Tarefas:
[a] Segundo o trecho sobre elastografia hepática, qual medicamento pode causar fibrose hepática?
[b] Liste todas as medidas que o trecho sobre elastografia hepática recomenda para evitar doenças do fígado.
[c] Dê continuidade ao trecho sobre elastografia hepática a partir da última frase apresentada.

═══ Trecho selecionado

A elastografia hepática transitória não é só um avanço para o diagnóstico, mas para o acompanhamento das doenças do fígado. Muitos pacientes que precisam fazer uma segunda biópsia abandonam o tratamento. "A vantagem desse método não invasivo é que ele permite repetir o exame, sem sofrimento, para ver se a fibrose está aumentando, regredindo ou se paralisou. Se fosse com a biópsia, o paciente teria que fazer, pelo menos, duas ou três e muitos são resistentes a isso", observa. João Galizzi Filho apenas ressalta que, em alguns casos, o médico pode pedir a biópsia no início do tratamento para depois seguir o acompanhamento com o novo aparelho. A escolha do exame vai depender da doença que agride o fígado.
O hepatologista destaca que o novo aparelho também é útil para acompanhar pacientes que foram submetidos a transplante de fígado. Com a elastografia, dá para ver se o órgão está se adaptando bem ao novo organismo ou se está havendo uma recidiva da doença. O método ainda representa um alívio para quem toma medicamentos que podem causar fibrose hepática, como o methotrexate, muito usado em reumatologia e dermatologia. "Até então, esses indivíduos tinham que ser submetidos a uma biópsia do fígado antes, durante e depois do tratamento para detectar uma eventual fibrose em formação."
Estilo de vida
As doenças hepáticas, fora as de origem genética, podem estar diretamente ligadas ao estilo de vida do paciente. Para evitá-las, o melhor é se livrar do sedentarismo, excesso de alimentação, sobrepeso ou obesidade, por causa da esteatose; usar bebidas alcoólicas com moderação; ter vida sexual segura, já que a hepatite B é sexualmente transmissível; evitar o compartilhamento de objetos que perfurem ou cortem a pele, como agulhas e seringas, usando apenas material descartável, porque as hepatites B e C são transmitidas sangue a sangue; vacinar contra a hepatite B e procurar regularmente um médico, pedindo a ele análise do fígado em checape de rotina.

══════
═══ Dados extraídos

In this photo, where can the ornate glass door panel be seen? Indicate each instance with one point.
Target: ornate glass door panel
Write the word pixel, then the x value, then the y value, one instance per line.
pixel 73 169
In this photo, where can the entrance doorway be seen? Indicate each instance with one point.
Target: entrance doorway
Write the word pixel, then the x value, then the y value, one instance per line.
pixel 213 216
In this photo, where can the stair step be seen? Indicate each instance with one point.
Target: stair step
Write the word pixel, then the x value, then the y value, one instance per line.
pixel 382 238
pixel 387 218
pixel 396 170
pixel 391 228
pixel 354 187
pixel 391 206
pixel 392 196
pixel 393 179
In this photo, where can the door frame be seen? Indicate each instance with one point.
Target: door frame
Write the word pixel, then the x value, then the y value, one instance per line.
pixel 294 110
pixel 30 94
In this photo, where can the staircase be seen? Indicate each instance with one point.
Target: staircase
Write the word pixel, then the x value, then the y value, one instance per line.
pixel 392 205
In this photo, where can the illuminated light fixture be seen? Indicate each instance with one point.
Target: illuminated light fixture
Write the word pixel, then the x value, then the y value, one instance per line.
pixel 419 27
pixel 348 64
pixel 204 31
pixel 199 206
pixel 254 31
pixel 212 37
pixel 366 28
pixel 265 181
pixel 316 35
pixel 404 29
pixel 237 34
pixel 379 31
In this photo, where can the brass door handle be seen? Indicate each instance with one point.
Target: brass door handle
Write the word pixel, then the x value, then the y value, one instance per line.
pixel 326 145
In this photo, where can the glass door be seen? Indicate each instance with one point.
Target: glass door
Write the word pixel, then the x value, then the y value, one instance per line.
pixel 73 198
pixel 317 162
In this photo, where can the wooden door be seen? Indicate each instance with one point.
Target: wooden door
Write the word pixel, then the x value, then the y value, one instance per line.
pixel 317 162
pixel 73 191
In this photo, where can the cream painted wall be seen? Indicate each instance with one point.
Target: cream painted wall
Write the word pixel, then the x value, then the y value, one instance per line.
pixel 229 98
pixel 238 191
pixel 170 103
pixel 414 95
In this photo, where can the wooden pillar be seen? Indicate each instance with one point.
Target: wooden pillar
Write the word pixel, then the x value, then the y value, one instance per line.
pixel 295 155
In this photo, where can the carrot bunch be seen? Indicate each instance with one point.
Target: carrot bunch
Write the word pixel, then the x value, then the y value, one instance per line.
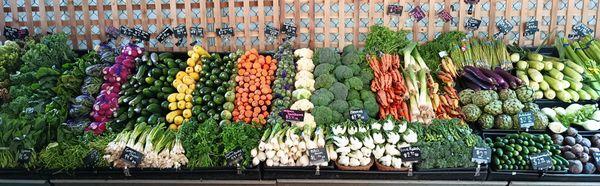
pixel 389 86
pixel 253 90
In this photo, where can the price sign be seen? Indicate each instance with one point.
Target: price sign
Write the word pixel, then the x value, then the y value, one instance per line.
pixel 132 156
pixel 317 156
pixel 526 119
pixel 531 27
pixel 24 156
pixel 359 114
pixel 91 159
pixel 582 30
pixel 481 155
pixel 289 30
pixel 471 5
pixel 234 156
pixel 541 161
pixel 410 154
pixel 395 10
pixel 445 15
pixel 472 24
pixel 293 115
pixel 417 13
pixel 164 34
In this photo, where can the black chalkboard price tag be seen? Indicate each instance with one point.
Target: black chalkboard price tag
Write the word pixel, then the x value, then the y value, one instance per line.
pixel 531 27
pixel 541 161
pixel 472 24
pixel 91 159
pixel 395 10
pixel 526 119
pixel 359 114
pixel 481 155
pixel 234 157
pixel 317 156
pixel 132 156
pixel 410 154
pixel 24 156
pixel 292 115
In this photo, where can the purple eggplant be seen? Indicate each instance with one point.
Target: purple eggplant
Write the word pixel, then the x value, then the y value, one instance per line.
pixel 476 81
pixel 513 81
pixel 476 73
pixel 499 80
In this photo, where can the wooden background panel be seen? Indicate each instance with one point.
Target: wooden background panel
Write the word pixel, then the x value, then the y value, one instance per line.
pixel 320 23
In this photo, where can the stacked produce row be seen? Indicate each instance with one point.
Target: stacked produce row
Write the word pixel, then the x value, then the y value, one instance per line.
pixel 391 106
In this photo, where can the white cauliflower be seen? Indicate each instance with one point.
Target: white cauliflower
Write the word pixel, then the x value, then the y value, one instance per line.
pixel 304 53
pixel 305 64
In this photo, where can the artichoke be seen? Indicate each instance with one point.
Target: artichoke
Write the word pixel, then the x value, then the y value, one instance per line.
pixel 506 94
pixel 482 98
pixel 531 107
pixel 503 121
pixel 465 96
pixel 540 120
pixel 494 108
pixel 471 112
pixel 512 106
pixel 486 121
pixel 525 94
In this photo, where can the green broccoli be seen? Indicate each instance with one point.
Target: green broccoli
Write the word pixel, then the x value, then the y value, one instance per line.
pixel 324 81
pixel 326 55
pixel 343 72
pixel 367 95
pixel 321 97
pixel 353 94
pixel 371 107
pixel 351 58
pixel 324 68
pixel 354 83
pixel 355 104
pixel 339 90
pixel 340 106
pixel 356 69
pixel 323 115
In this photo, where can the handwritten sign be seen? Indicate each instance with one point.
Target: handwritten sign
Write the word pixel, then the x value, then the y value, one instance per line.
pixel 481 155
pixel 472 24
pixel 526 119
pixel 395 10
pixel 293 115
pixel 417 13
pixel 410 154
pixel 24 156
pixel 445 15
pixel 359 114
pixel 317 156
pixel 234 156
pixel 541 161
pixel 132 156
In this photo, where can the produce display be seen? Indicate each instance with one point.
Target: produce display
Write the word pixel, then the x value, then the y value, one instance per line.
pixel 375 108
pixel 511 152
pixel 500 109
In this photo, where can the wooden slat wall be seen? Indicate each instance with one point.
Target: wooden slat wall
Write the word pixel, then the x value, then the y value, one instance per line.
pixel 320 23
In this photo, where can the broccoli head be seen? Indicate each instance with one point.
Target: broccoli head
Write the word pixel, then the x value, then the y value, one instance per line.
pixel 323 115
pixel 324 81
pixel 339 90
pixel 340 106
pixel 353 94
pixel 371 107
pixel 343 72
pixel 351 58
pixel 324 68
pixel 354 83
pixel 321 97
pixel 355 104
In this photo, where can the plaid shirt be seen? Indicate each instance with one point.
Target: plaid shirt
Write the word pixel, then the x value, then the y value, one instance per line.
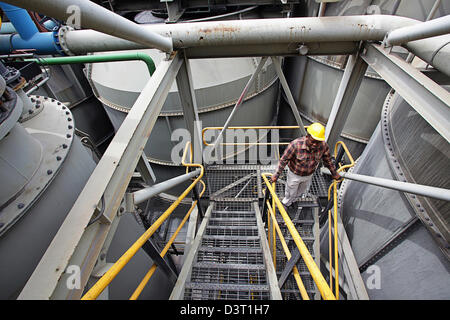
pixel 302 160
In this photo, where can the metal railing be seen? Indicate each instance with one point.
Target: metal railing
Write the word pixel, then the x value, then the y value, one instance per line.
pixel 314 270
pixel 106 279
pixel 245 128
pixel 334 187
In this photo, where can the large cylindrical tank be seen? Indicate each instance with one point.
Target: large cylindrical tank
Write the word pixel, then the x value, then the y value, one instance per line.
pixel 314 80
pixel 404 236
pixel 43 168
pixel 217 83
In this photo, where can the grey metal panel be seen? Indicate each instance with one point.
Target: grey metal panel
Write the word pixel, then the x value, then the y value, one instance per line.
pixel 23 245
pixel 415 269
pixel 372 214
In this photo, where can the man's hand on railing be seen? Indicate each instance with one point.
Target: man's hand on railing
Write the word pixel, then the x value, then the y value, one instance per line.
pixel 335 176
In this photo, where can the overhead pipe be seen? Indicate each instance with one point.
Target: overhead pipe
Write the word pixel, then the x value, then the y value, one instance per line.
pixel 21 20
pixel 428 29
pixel 144 194
pixel 418 189
pixel 238 34
pixel 94 16
pixel 127 56
pixel 28 35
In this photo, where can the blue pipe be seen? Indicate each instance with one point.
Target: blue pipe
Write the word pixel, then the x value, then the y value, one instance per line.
pixel 21 20
pixel 28 36
pixel 43 43
pixel 7 28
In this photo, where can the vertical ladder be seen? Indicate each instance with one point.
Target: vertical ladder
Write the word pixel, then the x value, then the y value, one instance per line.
pixel 229 258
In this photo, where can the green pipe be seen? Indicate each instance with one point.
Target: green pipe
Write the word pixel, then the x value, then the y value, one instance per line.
pixel 98 58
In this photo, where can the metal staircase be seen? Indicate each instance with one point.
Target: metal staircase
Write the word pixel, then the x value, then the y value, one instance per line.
pixel 305 216
pixel 230 256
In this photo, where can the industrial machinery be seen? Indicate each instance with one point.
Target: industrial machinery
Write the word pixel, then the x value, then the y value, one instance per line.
pixel 137 141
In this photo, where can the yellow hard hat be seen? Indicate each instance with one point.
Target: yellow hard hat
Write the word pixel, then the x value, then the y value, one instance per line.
pixel 317 131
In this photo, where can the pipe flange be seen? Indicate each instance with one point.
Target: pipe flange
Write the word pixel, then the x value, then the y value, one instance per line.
pixel 53 127
pixel 401 175
pixel 37 108
pixel 62 40
pixel 12 109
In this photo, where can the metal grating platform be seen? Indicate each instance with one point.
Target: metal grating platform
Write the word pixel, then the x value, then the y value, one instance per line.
pixel 244 182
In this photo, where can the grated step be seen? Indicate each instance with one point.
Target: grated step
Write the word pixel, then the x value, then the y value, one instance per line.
pixel 231 257
pixel 229 276
pixel 231 231
pixel 229 265
pixel 225 286
pixel 231 241
pixel 230 250
pixel 239 222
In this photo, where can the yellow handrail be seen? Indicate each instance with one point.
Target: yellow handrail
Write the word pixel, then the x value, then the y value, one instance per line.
pixel 152 270
pixel 317 276
pixel 106 279
pixel 297 277
pixel 334 186
pixel 248 127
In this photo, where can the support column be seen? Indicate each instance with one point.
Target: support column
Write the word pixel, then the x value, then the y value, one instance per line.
pixel 351 80
pixel 287 91
pixel 190 111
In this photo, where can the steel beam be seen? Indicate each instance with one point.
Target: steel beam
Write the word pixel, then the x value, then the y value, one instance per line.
pixel 429 99
pixel 77 244
pixel 190 110
pixel 287 91
pixel 348 88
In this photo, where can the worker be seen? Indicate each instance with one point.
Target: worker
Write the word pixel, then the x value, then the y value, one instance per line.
pixel 302 157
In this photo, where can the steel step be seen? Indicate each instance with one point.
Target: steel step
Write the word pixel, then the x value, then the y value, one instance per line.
pixel 227 275
pixel 230 249
pixel 226 286
pixel 229 265
pixel 232 222
pixel 231 241
pixel 231 257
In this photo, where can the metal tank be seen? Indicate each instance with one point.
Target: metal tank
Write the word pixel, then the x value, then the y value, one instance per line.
pixel 314 80
pixel 401 238
pixel 218 84
pixel 43 168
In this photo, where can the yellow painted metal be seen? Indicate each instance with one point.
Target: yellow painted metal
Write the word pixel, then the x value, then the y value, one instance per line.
pixel 274 239
pixel 244 128
pixel 295 272
pixel 317 276
pixel 106 279
pixel 152 270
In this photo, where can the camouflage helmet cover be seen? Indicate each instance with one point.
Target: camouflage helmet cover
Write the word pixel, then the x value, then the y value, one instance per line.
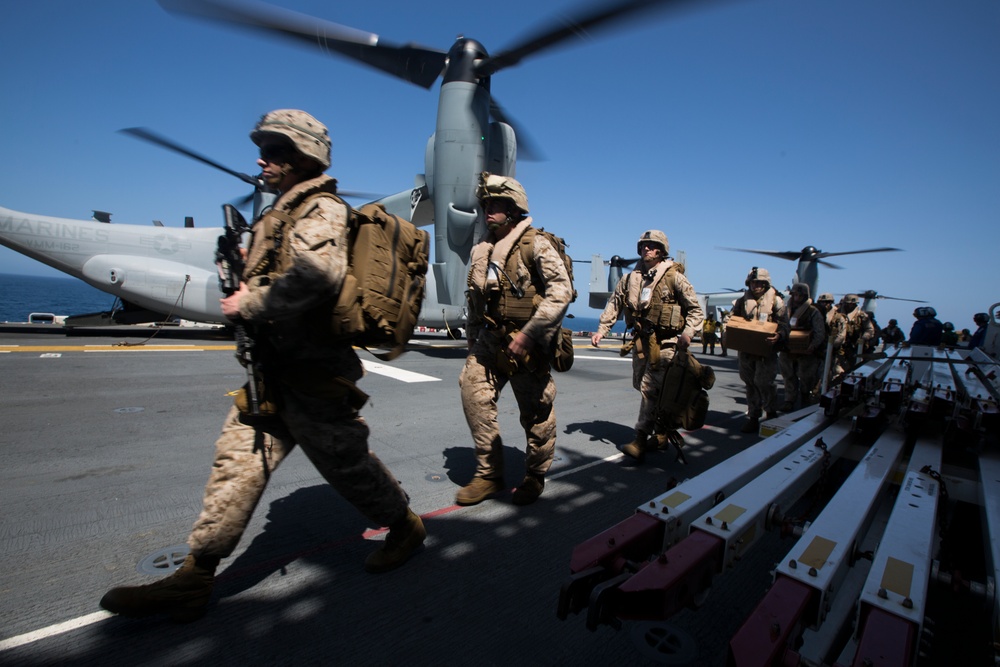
pixel 495 186
pixel 758 274
pixel 307 135
pixel 653 236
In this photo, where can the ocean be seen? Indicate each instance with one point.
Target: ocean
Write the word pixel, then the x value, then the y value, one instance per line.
pixel 22 295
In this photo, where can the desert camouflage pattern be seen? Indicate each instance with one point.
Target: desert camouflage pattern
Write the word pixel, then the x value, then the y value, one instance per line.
pixel 801 372
pixel 482 379
pixel 759 373
pixel 647 377
pixel 293 274
pixel 332 435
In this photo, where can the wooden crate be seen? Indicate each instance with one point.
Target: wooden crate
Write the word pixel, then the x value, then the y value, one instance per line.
pixel 750 336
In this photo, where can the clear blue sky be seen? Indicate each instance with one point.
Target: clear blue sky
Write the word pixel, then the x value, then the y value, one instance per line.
pixel 770 124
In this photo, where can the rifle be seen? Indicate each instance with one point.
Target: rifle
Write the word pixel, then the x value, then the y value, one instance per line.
pixel 229 259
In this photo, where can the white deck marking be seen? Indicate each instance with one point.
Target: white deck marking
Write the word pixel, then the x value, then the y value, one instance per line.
pixel 397 373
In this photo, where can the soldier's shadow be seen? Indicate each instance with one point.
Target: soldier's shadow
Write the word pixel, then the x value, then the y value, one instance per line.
pixel 303 524
pixel 600 430
pixel 460 463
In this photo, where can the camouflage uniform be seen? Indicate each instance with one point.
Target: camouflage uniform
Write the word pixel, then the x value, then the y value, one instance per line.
pixel 648 377
pixel 759 372
pixel 801 372
pixel 849 329
pixel 291 309
pixel 487 371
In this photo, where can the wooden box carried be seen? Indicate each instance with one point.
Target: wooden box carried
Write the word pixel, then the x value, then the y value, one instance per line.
pixel 750 336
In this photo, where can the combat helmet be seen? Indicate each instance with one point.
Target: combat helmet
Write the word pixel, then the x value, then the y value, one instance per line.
pixel 653 236
pixel 758 274
pixel 306 134
pixel 494 186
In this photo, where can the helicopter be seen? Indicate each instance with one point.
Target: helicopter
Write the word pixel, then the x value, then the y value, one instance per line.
pixel 809 259
pixel 159 270
pixel 870 297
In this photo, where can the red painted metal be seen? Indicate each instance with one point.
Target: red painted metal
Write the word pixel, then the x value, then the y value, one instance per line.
pixel 634 539
pixel 775 624
pixel 887 640
pixel 671 582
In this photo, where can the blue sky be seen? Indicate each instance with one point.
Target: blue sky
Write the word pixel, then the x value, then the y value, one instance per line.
pixel 769 124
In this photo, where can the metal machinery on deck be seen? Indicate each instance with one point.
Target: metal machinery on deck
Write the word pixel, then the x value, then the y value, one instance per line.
pixel 911 434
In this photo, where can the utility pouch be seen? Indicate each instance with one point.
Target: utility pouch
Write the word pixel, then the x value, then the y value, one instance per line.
pixel 562 350
pixel 267 402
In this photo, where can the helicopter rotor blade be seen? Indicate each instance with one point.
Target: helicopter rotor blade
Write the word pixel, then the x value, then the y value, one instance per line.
pixel 169 144
pixel 417 64
pixel 790 255
pixel 527 148
pixel 581 25
pixel 857 252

══════

Respostas:
[a] O methotrexate, muito usado em reumatologia e dermatologia.

[b]
- Livrar-se do sedentarismo, do excesso de alimentação, do sobrepeso ou da obesidade
- Usar bebidas alcoólicas com moderação
- Ter vida sexual segura
- Evitar o compartilhamento de objetos que perfurem ou cortem a pele, usando apenas material descartável
- Vacinar contra a hepatite B
- Procurar regularmente um médico e pedir análise do fígado em checape de rotina

[c]
SAIBA MAIS SOBRE O FÍGADO
O órgão é a central elétrica do corpo humano. Ele recebe os nutrientes transportados pelo sangue, transforma-os, por exemplo, em glicose, glicogênio, colesterol, enzimas e proteínas, armazena essas substâncias e as fornece para a produção de energia necessária para o funcionamento do nosso organismo. Outra função do fígado, entre mais de 500, é eliminar toxinas produzidas pelo organismo ou que venham de fora dele, como álcool e medicamentos. O órgão tem, ainda capacidade única de regeneração, daí a possibilidade de transplante inter vivos. Se forem retirados, cirurgicamente, 70% de um fígado saudável, os 30% restantes conseguem manter o indivíduo vivo e, depois de alguns meses, crescem e retomam o tamanho próximo do original.